■ **YOUR GOAL**: All pictures are to be dropped, and everything else in the data duplicated exactly.

■ **THE DATA**:
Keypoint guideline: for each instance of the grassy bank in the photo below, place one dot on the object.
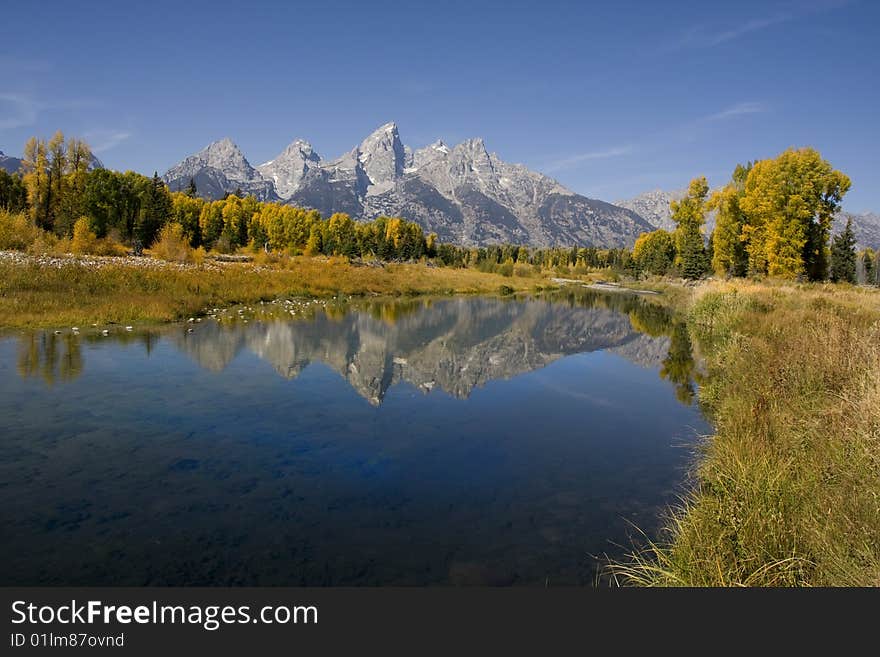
(788, 490)
(72, 292)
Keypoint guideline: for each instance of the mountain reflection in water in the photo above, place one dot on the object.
(461, 440)
(451, 344)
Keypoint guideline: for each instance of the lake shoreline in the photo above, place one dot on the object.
(58, 291)
(785, 493)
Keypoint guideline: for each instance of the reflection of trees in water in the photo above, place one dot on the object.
(679, 367)
(59, 357)
(655, 320)
(52, 357)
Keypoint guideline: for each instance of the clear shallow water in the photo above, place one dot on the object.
(458, 441)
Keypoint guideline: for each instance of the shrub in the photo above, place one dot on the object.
(172, 245)
(17, 232)
(84, 240)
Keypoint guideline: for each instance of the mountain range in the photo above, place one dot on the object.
(464, 193)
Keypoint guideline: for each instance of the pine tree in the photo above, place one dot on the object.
(156, 211)
(689, 214)
(843, 256)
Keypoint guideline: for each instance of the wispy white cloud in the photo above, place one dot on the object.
(736, 110)
(573, 160)
(19, 110)
(702, 36)
(104, 140)
(19, 64)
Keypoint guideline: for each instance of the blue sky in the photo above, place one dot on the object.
(612, 99)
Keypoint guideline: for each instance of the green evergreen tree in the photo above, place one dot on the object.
(689, 214)
(843, 256)
(156, 211)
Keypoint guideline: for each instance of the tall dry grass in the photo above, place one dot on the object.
(787, 492)
(35, 295)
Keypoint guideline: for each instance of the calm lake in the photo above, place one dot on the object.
(449, 441)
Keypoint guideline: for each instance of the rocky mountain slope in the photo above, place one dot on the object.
(464, 193)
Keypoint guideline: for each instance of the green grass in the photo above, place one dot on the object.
(33, 296)
(787, 492)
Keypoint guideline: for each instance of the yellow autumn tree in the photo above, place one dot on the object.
(789, 203)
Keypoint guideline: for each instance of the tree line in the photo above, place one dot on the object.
(773, 218)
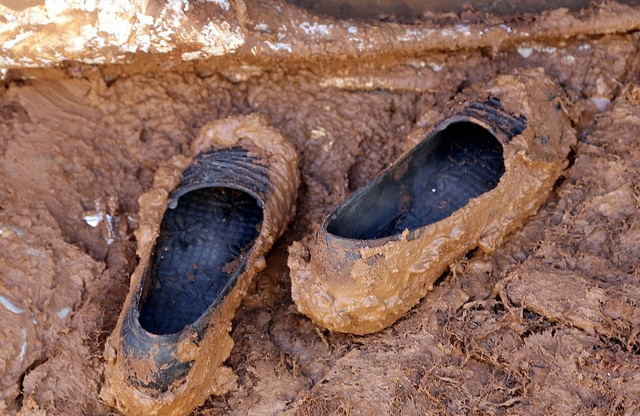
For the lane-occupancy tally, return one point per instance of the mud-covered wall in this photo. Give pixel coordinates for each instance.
(547, 324)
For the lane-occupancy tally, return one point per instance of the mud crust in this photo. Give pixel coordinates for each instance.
(547, 324)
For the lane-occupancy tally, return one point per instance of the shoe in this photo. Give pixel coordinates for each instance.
(468, 183)
(205, 227)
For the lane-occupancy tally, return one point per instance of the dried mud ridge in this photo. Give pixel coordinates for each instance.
(547, 324)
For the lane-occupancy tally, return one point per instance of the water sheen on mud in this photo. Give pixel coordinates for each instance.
(546, 324)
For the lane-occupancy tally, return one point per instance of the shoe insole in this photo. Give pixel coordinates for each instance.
(460, 162)
(197, 255)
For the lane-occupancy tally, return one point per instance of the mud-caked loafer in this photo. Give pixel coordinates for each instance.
(488, 163)
(205, 227)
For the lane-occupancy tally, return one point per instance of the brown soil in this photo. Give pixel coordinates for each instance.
(547, 324)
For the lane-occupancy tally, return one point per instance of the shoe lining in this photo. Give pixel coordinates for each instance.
(460, 162)
(197, 253)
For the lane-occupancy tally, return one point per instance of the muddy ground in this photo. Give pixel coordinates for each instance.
(548, 324)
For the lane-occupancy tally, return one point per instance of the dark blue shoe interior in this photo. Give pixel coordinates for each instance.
(197, 257)
(453, 165)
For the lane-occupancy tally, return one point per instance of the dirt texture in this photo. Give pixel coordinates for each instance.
(545, 324)
(360, 286)
(206, 350)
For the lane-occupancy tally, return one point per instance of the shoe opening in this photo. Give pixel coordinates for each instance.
(451, 166)
(197, 257)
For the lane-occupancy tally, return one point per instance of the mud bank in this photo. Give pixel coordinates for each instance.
(545, 324)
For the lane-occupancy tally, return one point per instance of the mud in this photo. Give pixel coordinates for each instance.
(207, 375)
(360, 287)
(493, 336)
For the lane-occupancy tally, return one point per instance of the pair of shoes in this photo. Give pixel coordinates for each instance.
(208, 221)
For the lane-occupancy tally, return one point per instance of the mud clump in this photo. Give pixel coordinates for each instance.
(492, 337)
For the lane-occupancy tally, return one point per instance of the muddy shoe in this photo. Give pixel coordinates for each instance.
(486, 166)
(205, 227)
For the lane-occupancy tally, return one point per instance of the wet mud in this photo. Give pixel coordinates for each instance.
(547, 323)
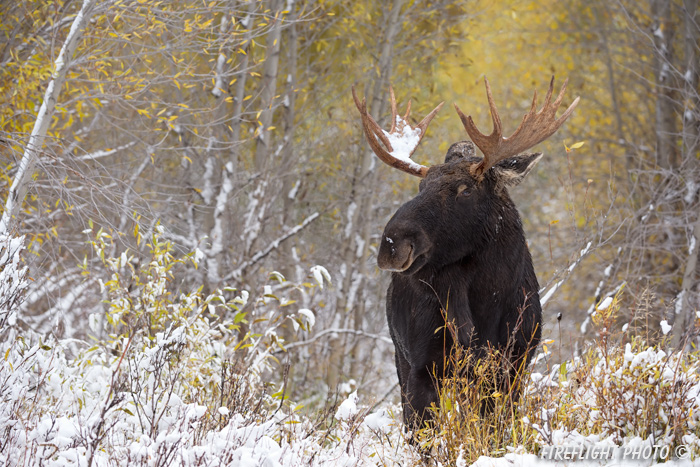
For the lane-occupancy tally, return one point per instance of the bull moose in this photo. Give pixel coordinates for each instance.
(457, 250)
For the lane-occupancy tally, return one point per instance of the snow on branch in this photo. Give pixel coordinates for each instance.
(271, 247)
(13, 279)
(18, 190)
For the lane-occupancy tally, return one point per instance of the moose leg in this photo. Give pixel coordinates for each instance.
(403, 368)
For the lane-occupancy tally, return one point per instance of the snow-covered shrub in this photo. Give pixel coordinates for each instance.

■ **EXPECTED ANSWER**:
Keypoint guideline: for each instance of the grassy bank in the photo below, place one dot on the object.
(788, 490)
(72, 292)
Keypoint guideline: for each instance of the mountain reflection in water in the photo above, place one dot on the object.
(461, 440)
(451, 344)
Keypoint guideline: for each instance of the lake shoreline in the photo above, place one dot on the object.
(58, 291)
(785, 493)
Keypoint guideline: for each instance of the reflection of trees in water in the photo above, place one dot on the object.
(679, 367)
(59, 357)
(655, 320)
(52, 357)
Keypoint guideline: for each instance of the clear shallow water in the photo above, place one dot on the object.
(458, 441)
Keypoint guideline: for each instance of the shrub in the photo above, place one dot on the object.
(172, 245)
(17, 232)
(84, 240)
Keypoint guideline: for each instance of the mountain range in the photo above, place one dot on the object.
(464, 193)
Keypoint guideline: for each instance of the pine tree in the photo above, place one dot on the object.
(156, 211)
(689, 214)
(843, 256)
Keypoint guideline: for each instance of the wispy white cloud in the photo above, place one dot on the object.
(736, 110)
(573, 160)
(19, 110)
(702, 36)
(104, 140)
(19, 64)
Keypoint guideline: for each instance of the blue sky in the photo above, place one dot on the object.
(612, 99)
Keypoint guideline: for each instance of the green evergreen tree in the photo above, place one dot on the object.
(689, 214)
(843, 256)
(156, 211)
Keypoint guideline: for each instance of the tall dry grass in the photo above, place one dot on the object.
(787, 492)
(35, 295)
Keypoint guideline: for each instance of the calm lake in the photo above, place one dot on the object.
(449, 441)
Keypoint guideline: for each instance of the rocky mountain slope in the photo above, place one dot on the object.
(464, 193)
Keypoint guideline: for each instance of the green grass in the photo above, place one dot on the object.
(33, 296)
(787, 492)
Keypoint guideline: for each instance of the yellow autumn tree in the photo above, place one dot on the object.
(789, 203)
Keypoint guideline: for each instance of the tree line in the photo above, place one dot on the object.
(773, 218)
For the lane-occupancy tally, return one point per instance of the mud-covered wall in this photo. Give pixel coordinates for each instance.
(547, 324)
For the lane-occupancy tally, return one point per instance of the mud crust in this photo. Give pixel coordinates for each instance.
(547, 324)
For the lane-occupancy tally, return one point per instance of the shoe in this photo. Give pixel coordinates for each instance.
(468, 183)
(205, 227)
For the lane-occupancy tally, return one point per instance of the dried mud ridge in this photo. Give pixel coordinates for each instance.
(547, 324)
For the lane-occupancy tally, return one point per instance of the water sheen on mud in this photo. Give pixel coordinates for each instance.
(546, 324)
For the lane-occupancy tally, return one point per instance of the shoe insole in this photo. Give pixel coordinates for each instance.
(460, 162)
(197, 255)
For the lane-occupancy tally, return one point per instance of the mud-caked loafer in this photo. Give pixel coordinates for each instance.
(488, 163)
(205, 227)
For the lane-occupancy tally, return one point per instance of the brown soil in this photo. Give pixel coordinates for each instance.
(547, 324)
For the lane-occupancy tally, return one point per instance of the shoe lining in this photo. Give pixel coordinates for each instance.
(460, 162)
(197, 253)
For the lane-occupancy tally, return one point per instance of the muddy ground in this photo. Give pixel coordinates for each instance.
(548, 324)
For the lane-occupancy tally, return one point per instance of the dark blue shoe interior in this photo. Give pixel coordinates for each instance.
(197, 257)
(453, 165)
For the lane-occupancy tally, return one point per instance of the dirt texture in this photo. Give pixel coordinates for each instance.
(545, 324)
(360, 286)
(206, 350)
For the lane-occupancy tally, return one point per instance of the shoe opening in this photo. Give pixel coordinates for each instance.
(451, 166)
(197, 257)
For the lane-occupancy tally, return one point per instance of the mud bank in this photo. Give pixel coordinates for each instance.
(545, 324)
For the lane-occupancy tally, return one point per instance of the mud in this photo. Give pixel coordinates for each instance.
(207, 375)
(360, 287)
(493, 336)
For the lane-occupancy tally, return one point per instance of the pair of shoes in this photo. Give pixel coordinates for each instance.
(208, 221)
For the lane-occupancy tally, return one point per instance of the mud clump in this photo. Give pixel coordinates for each instance.
(492, 337)
For the lane-occupancy tally, return one point per instance of the muddy shoe in this photo. Give pixel coordinates for each instance.
(486, 166)
(205, 227)
For the lane-occupancy tally, return one point per instance of the wet mud in this photo. Give pixel coordinates for each instance.
(547, 323)
For the lane-occupancy tally, return one point per instance of the bull moose in this photo. Give pixel coordinates for each instance.
(457, 250)
For the lane-occupancy tally, return one point per instance of the snow on branch in this photo. Give pixel coordinates for each instance.
(271, 247)
(13, 279)
(18, 190)
For the lane-occupancy tally, return one point per instance of the moose leg in this photo. Give pixel coordinates for each instance.
(403, 368)
For the lane-occupancy tally, return one point per instance of the snow-covered shrub in this photo. Give pixel coordinates for each instance.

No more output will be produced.